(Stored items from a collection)
___

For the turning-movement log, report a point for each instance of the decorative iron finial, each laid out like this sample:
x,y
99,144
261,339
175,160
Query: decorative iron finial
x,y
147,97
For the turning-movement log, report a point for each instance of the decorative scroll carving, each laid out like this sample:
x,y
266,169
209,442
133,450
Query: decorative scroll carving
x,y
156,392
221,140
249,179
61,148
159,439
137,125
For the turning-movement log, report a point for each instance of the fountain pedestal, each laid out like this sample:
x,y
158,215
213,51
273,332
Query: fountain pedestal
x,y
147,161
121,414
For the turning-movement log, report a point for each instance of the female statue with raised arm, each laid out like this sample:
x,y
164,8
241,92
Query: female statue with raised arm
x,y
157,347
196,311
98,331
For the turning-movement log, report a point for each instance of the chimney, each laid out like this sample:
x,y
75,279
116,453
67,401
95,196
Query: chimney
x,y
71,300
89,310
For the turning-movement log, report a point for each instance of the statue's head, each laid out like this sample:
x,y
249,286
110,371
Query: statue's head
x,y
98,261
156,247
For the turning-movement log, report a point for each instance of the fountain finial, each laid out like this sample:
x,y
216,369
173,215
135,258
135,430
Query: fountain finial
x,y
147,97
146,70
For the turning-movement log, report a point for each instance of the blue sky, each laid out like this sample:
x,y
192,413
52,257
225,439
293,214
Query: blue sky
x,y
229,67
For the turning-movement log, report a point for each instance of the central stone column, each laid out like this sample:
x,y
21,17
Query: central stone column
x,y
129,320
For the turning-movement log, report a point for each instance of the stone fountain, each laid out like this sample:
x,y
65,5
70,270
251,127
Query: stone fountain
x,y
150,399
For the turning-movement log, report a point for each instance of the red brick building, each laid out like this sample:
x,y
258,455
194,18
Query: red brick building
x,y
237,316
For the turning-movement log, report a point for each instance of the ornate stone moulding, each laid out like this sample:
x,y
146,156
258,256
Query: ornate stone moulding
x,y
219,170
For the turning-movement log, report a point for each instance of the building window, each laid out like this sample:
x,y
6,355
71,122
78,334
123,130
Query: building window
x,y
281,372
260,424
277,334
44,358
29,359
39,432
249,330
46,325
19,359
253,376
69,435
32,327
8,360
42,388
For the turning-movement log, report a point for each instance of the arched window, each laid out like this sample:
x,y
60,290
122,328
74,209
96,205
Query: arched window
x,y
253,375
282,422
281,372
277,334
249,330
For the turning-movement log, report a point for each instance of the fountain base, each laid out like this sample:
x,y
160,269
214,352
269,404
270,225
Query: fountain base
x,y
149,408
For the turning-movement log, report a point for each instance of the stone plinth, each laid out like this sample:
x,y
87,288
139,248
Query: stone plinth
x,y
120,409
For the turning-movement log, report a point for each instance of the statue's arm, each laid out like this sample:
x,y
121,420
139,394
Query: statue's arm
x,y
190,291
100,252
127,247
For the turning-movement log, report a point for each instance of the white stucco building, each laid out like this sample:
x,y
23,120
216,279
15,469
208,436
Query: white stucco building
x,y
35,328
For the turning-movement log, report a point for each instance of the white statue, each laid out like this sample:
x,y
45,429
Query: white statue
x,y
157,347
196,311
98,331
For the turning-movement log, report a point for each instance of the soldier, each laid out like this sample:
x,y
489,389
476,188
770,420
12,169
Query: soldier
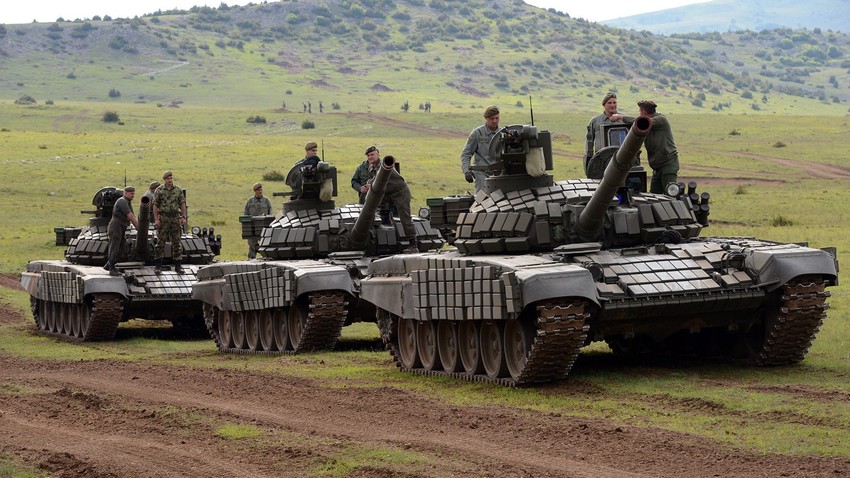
x,y
293,177
122,216
151,190
360,180
594,142
396,194
169,212
662,155
478,145
257,205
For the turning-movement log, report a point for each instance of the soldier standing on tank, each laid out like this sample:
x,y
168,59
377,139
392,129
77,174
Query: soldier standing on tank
x,y
594,140
360,180
257,205
662,155
396,194
293,177
169,212
122,216
478,145
151,190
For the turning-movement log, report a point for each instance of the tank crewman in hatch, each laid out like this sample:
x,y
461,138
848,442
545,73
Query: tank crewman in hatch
x,y
122,216
594,142
360,180
398,194
293,177
169,212
662,155
257,205
477,145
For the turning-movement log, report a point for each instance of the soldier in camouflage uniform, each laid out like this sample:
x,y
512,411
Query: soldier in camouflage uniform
x,y
360,180
257,205
593,141
293,178
169,212
478,145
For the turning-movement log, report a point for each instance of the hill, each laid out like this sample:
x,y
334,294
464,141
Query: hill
x,y
732,15
372,55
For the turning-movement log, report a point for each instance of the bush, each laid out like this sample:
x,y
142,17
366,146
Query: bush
x,y
25,100
273,175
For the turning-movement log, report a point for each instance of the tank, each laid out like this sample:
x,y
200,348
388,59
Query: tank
x,y
542,268
77,299
305,285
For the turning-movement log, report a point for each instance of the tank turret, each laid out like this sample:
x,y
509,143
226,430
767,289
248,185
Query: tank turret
x,y
542,268
77,299
306,285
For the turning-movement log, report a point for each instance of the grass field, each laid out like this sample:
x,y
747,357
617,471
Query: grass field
x,y
54,159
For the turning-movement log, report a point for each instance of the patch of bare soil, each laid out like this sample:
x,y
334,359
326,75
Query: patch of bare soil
x,y
110,418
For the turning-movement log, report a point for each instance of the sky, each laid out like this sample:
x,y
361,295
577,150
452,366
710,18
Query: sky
x,y
17,11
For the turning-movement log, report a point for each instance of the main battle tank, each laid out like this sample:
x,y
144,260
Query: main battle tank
x,y
543,268
305,288
76,298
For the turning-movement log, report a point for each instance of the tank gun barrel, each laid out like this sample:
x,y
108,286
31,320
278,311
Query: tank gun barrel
x,y
142,233
360,232
590,220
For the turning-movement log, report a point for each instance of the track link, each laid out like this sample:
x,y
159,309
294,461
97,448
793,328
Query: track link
x,y
326,315
790,333
561,329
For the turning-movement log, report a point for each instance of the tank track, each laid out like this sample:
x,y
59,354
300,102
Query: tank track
x,y
561,329
104,316
326,314
789,334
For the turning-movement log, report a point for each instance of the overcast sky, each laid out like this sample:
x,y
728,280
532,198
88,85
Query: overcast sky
x,y
17,11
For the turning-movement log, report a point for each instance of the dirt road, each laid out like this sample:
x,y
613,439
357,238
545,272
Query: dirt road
x,y
111,418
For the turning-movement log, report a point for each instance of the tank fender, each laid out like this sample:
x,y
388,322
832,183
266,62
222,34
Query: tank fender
x,y
777,265
391,293
209,291
557,280
104,284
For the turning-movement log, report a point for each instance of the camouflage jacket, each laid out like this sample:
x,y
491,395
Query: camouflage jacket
x,y
361,176
477,145
258,207
168,201
594,140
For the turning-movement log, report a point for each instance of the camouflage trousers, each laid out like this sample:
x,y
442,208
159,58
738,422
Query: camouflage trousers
x,y
169,231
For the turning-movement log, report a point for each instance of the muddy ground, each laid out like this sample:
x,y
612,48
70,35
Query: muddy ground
x,y
107,418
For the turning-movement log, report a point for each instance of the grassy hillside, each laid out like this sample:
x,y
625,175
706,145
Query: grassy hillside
x,y
372,55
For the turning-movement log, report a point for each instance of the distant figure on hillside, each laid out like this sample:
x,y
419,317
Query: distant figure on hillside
x,y
594,140
663,157
478,145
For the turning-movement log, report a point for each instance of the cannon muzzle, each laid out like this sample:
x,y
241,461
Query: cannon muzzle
x,y
360,232
591,218
141,252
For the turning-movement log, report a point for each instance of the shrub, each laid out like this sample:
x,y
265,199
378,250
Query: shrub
x,y
25,100
780,221
110,117
273,175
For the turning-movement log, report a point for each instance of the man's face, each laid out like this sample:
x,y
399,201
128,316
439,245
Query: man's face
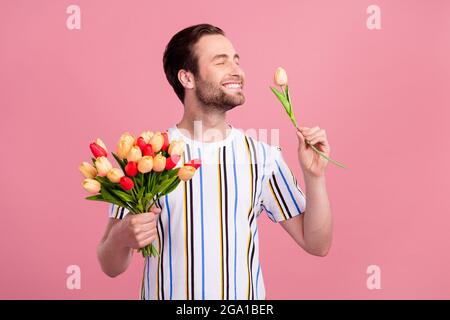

___

▶ [Task to complete]:
Switch "turning-movement log" to "survey sheet" everywhere in the records above and leave every other part unchanged. Don't include the pictures in your answer.

▶ [Exercise output]:
For the survey sheet, report a point for each instance of the decorative iron finial, each laid out like this sample:
x,y
99,144
261,339
175,160
Query: decorative iron finial
x,y
147,97
For the survey sheet, report a point for each instance of the decorative scroll carving, each laid out like this sample:
x,y
266,169
209,442
133,450
Query: decorative scroll carving
x,y
156,392
221,140
249,179
61,148
159,439
137,125
For the survey sheet, report a point for each instance of the fountain pedestal, each laid out like this sample:
x,y
158,215
213,51
273,332
Query: fountain pedestal
x,y
147,161
121,414
For the survey sheet, report a point for each instance of the female statue with raised arm, each laid out like this sample:
x,y
164,8
241,92
Query: female statue with raised arm
x,y
157,347
196,311
98,331
For the survey sheet, report a point for each instance of the chimney, each laid out like this sample:
x,y
75,279
116,453
67,401
95,196
Query: chimney
x,y
71,300
89,310
For the survey sheet, report a point for each instance of the statue's head, each laid out like this sample:
x,y
249,286
110,371
Query: statue's head
x,y
98,261
156,247
For the survey sheet, report a point for each instance of the fountain finial, each laid out like this sample:
x,y
216,369
173,215
135,258
135,430
Query: fountain finial
x,y
147,97
146,70
For the survey sheet, report a point for each instance of the blue sky, each laid out like this sample:
x,y
192,413
52,257
225,439
293,214
Query: blue sky
x,y
229,67
For the survey sheet, report a point for each instance of the central stone column, each laid out like this sample:
x,y
21,17
Query: central stone column
x,y
129,320
For the survey sheet, report a point for each instance of the stone fountain, each laid out like this sample:
x,y
65,5
70,270
251,127
Query: stone fountain
x,y
150,399
For the survey sheet, report a point for each instance of the red brick building, each laid out like this sample:
x,y
258,455
194,18
Query: red brick building
x,y
237,316
For the survey sheet, report a point for each instance of the ornate stone moulding, each laid out like this sample:
x,y
146,156
258,256
Query: ornate stone moulding
x,y
219,170
For the survey sheet, report a point for each instance of the building window, each laid out like this sample:
x,y
6,355
71,122
78,334
123,130
Query: building window
x,y
281,372
260,424
277,334
44,358
29,359
39,432
249,330
46,325
19,359
253,376
69,435
32,327
8,360
42,388
For the survey sheet, report a point for each instance of the arched window, each laid out like this sample:
x,y
60,290
122,328
74,209
96,205
Query: arched window
x,y
253,375
282,422
281,372
277,334
249,330
For the survey sheet, report a point for each instance of the fountain base, each laid out like this sample:
x,y
160,269
214,352
269,404
270,225
Query: fountain base
x,y
149,408
For the survey sheet, report a point for each instance of the stone plinth, each laid out like this sample:
x,y
87,288
139,248
Query: stone plinth
x,y
120,409
For the survey sheet, report a point for each instance of the statue's arm, each laid out like this sample:
x,y
121,420
139,394
Query: statue's arm
x,y
190,291
100,252
127,247
For the survey sheet, report a point for each instance of the white stucco building, each laid out like this sample:
x,y
23,120
216,279
15,469
208,436
Query: white stucco building
x,y
35,328
For the survey sheet, report a point for each instance of the white statue, each laid out like this sample:
x,y
45,429
Query: white statue
x,y
157,347
196,311
98,331
For the survey sheet, report a point for each instance of the soldier, each laid out like this sample:
x,y
489,389
476,188
770,420
12,169
Query: soldier
x,y
293,177
122,216
151,190
360,180
594,142
396,194
169,212
662,155
478,145
257,205
For the survey sheet, report a point for each instance of the soldier standing on tank, each laid out like this sample:
x,y
168,59
377,139
392,129
77,174
Query: soldier standing on tank
x,y
594,140
360,180
257,205
662,155
396,194
293,177
169,212
122,216
478,145
151,190
For the survey sheet, report a point for each instance of the tank crewman in hatch, each laid out like this sample:
x,y
461,138
848,442
545,73
Query: tank crewman in hatch
x,y
122,216
594,142
360,180
398,194
293,177
169,212
662,155
257,205
477,145
For the survey sheet, report a point for each instance of the soldier in camouflage uniform, each laid out like this sample:
x,y
512,411
Query: soldier in camouflage uniform
x,y
360,180
257,205
593,141
293,178
169,212
478,145
For the survey sheet, report a point for each instance of the hill, each laid out like this sample:
x,y
334,294
464,141
Query: hill
x,y
732,15
372,55
For the survey sheet, report a point for each instance of the bush, each laid out like this sample:
x,y
142,17
366,146
Query: bush
x,y
25,100
273,175
For the survey sheet, report a point for each instance of the tank, each laid out like this sample:
x,y
200,348
388,59
Query: tank
x,y
542,268
77,299
305,285
For the survey sheet, report a point for each instance of the tank turret, each laid out like this sample:
x,y
509,143
226,430
767,289
248,185
Query: tank turret
x,y
542,268
77,299
306,285
For the survey sheet, report a point for each instance of the grass field, each laid out like this sample:
x,y
747,357
617,471
Query: grass field
x,y
54,159
For the survey sheet, report a point for each instance of the patch of bare soil, each laid out like this sample:
x,y
334,359
326,75
Query: patch of bare soil
x,y
110,418
For the survey sheet, report a point for each instance of the sky, each laid out like this sample:
x,y
361,295
577,150
452,366
710,18
Query: sky
x,y
17,11
For the survey sheet, report a point for each instance of the main battle tank, each laid out like this sample:
x,y
144,260
Query: main battle tank
x,y
543,268
305,288
76,298
For the survey sheet, report a point for each instance of the tank gun barrel, each laid out like this sample:
x,y
108,286
31,320
278,311
Query: tank gun barrel
x,y
142,233
360,232
590,220
For the survey sheet, report a point for each instance of the track link, each laid out like this sample:
x,y
159,309
294,461
97,448
793,328
Query: track link
x,y
326,315
790,333
561,329
For the survey sheet, report a point for each instance of the tank track, each laid out like this sample:
x,y
59,354
300,102
Query: tank track
x,y
561,329
104,316
326,314
789,334
For the survey sheet, report a point for each instance of the overcast sky, each laid out like this sample:
x,y
728,280
532,198
88,85
Query: overcast sky
x,y
17,11
For the survey sheet, report a point for each instance of the dirt road, each laid out like this sample:
x,y
613,439
357,238
545,272
Query: dirt road
x,y
111,418
For the survey sheet, report a point for each instance of the tank fender, each laid out like this sample:
x,y
388,322
832,183
266,62
222,34
Query: tank fender
x,y
777,265
391,293
209,291
557,280
104,284
For the survey sheet, report a point for each instance of the camouflage jacket, each laid out like this sample:
x,y
491,395
Query: camouflage jacket
x,y
361,176
477,145
258,207
168,201
594,140
For the survey sheet, report a point for each instance of the camouflage trousers, each laid out like this sample:
x,y
442,208
159,58
738,422
Query: camouflage trousers
x,y
169,231
For the survey sheet, report a point for each instance of the muddy ground, each laid out like this sample:
x,y
612,48
70,35
Query: muddy ground
x,y
107,418
For the survey sheet, report a point for each instance of the grassy hillside, each laid out like this sample:
x,y
625,175
706,145
Query: grassy hillside
x,y
372,55
For the survey sheet, report a point for each instance of the distant figure on hillside, each laid out like this sample:
x,y
419,317
Query: distant figure on hillside
x,y
594,140
663,157
478,145
For the survey sheet, report a point for each instance of the cannon muzzle, each laid out like this sample:
x,y
241,461
Query: cannon muzzle
x,y
360,232
591,218
141,252
For the survey sheet, report a point for each instance of the shrub, each laid out like this sample:
x,y
265,199
378,250
Query: shrub
x,y
25,100
780,221
110,117
273,175
For the survey sheet, report a point for each instance of the man's face, each laid out like this sample:
x,y
399,201
128,316
439,245
Query: man's face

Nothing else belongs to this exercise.